Task directions:
Start at the line in the entries below that contains "# Mark the region of the sydney", stop at the line that contains "regionseg --target=umbrella pole", and output exactly the lines in that span, both ends included.

START Data

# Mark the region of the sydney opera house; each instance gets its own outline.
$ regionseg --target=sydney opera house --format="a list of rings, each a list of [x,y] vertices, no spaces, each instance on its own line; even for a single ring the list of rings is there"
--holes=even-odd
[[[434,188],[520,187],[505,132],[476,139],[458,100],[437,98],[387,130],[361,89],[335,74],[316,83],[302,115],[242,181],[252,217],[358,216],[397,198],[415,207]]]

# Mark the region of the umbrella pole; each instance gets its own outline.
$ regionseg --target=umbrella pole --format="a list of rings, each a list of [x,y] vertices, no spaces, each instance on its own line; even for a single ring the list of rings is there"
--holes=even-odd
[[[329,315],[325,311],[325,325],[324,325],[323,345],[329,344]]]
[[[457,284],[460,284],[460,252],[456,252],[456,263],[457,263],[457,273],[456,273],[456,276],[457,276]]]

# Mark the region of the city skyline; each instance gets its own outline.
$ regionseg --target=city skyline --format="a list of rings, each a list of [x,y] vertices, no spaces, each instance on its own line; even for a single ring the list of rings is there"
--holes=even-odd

END Data
START Data

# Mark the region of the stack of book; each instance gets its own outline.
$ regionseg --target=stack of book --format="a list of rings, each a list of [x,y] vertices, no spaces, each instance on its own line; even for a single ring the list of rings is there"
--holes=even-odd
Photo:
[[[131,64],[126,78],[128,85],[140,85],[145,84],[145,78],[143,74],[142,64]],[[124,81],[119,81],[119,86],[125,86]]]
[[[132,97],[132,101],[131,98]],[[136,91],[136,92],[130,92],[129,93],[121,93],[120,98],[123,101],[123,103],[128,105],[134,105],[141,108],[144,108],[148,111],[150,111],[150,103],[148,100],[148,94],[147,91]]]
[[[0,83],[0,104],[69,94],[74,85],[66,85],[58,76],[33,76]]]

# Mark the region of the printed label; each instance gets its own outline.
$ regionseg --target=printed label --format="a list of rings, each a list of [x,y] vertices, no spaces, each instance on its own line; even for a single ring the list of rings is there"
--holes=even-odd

END Data

Answer area:
# Mark the region of the sydney opera house; each instance gets its own outline.
$ regionseg --target=sydney opera house --format="a list of rings, each a list of [x,y] vertices, no spaces, each instance on its own line; even for a single ring the list of rings is there"
--holes=even-odd
[[[434,188],[520,187],[505,132],[476,139],[458,100],[437,98],[387,130],[361,89],[335,74],[316,83],[302,115],[242,181],[252,217],[358,216],[397,198],[415,207]]]

# Mark the region of the umbrella pole; each instance gets its own outline.
$ regionseg --target=umbrella pole --format="a list of rings, each a list of [x,y] vertices, no spaces, each instance on its own line; even for a single ring the list of rings is there"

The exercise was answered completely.